LISTE DES TÂCHES:
• A. Pour chaque affirmation, dites par oui ou par non si elle concorde avec le texte sur les Carpenters, puis citez mot pour mot le passage qui tranche : (i) Karen et Richard Carpenter étaient frère et sœur. (ii) Karen s'est tournée vers la musique avant son frère. (iii) Richard s'était inscrit dans une université de musique.
• B. D'après le texte sur les Carpenters, pourquoi Karen s'est-elle consacrée à la musique et à la chanson ?

Parlons franc, lors des sixties et de sa vague yè-yé, le groupe "Carpenters" était quasi inconnu en France et on ne l'entendait que fort épisodiquement sur la radio Europe 1 dans l'émission phare des sixties de Daniel Filipacchi : "Salut les copains" Alors qu'on n'était pas avare sur ces ondes des Beattles, Rolling Stones, Bee Gees, Beach Boys, ou encore des duos comme Bill & Buster, Simon and Garfunkel, Everly Brothers et tant d'autres... Problèmes du label et de communication de "A & M Records" que le marché français et européen semblait peu intéresser ?
Les duos étaient d'ailleurs rares à percer en France même s'il y eut bien Stone et Charden qui firent une rare percée...
Par contre, les Carpenters étaient très connus au pays de l'onc' Donald et ce trio à l'origine, dura en fait uniquement constitué de Karen et Richard Carpenter frère et soeur. Lui était un sage garçon qui voulait à tout prix percer dans le domaine de la musique et s'était inscrit dans une université de musique. Elle, était un vrai garçon manqué et ne s'adonna à la musique et à la chanson que pour suivre les traces de son frère qu'elle adorait. L'un et l'autre vécurent d'ailleurs très longtemps chez leurs parents à Los Angeles... Elle, avait une voix très particulière, très chaude qu'on eut reconnu dès la première intonation...

MATÉRIEL RECUEILLI:
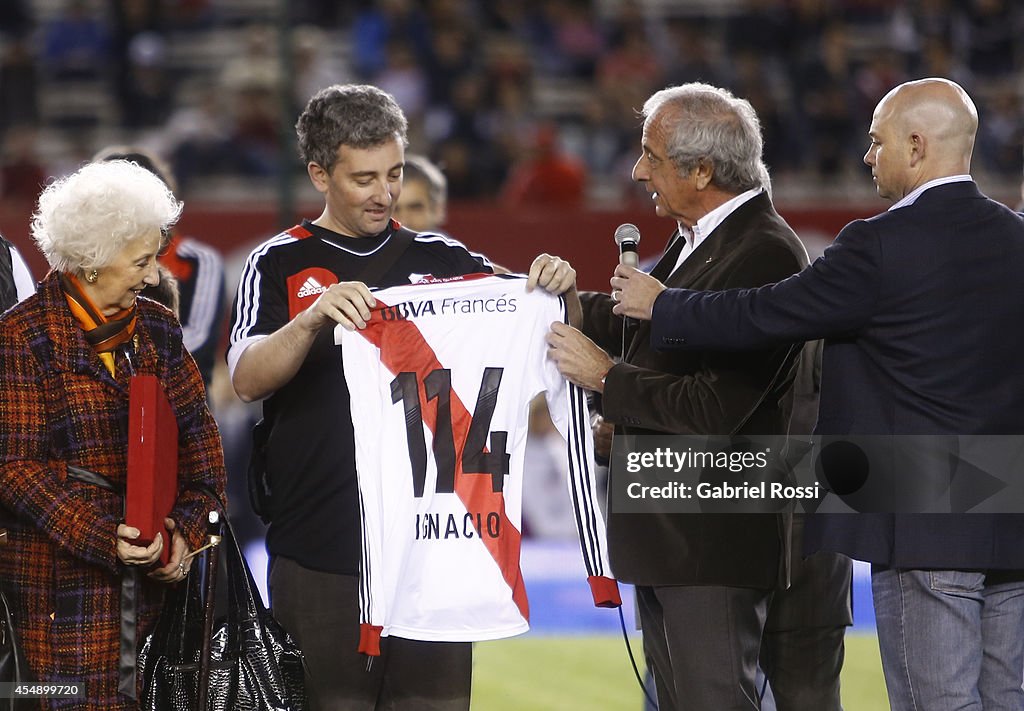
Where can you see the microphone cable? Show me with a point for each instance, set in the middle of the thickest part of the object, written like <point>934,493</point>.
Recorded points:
<point>633,661</point>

RÉPONSES AUX EXERCICES:
• A.
(i) Oui : « Karen et Richard Carpenter frère et soeur ».
(ii) Non : « ne s'adonna à la musique et à la chanson que pour suivre les traces de son frère qu'elle adorait ».
(iii) Oui : « s'était inscrit dans une université de musique ».

• B. Karen s'est consacrée à la musique et à la chanson uniquement pour suivre les traces de son frère Richard, qu'elle adorait.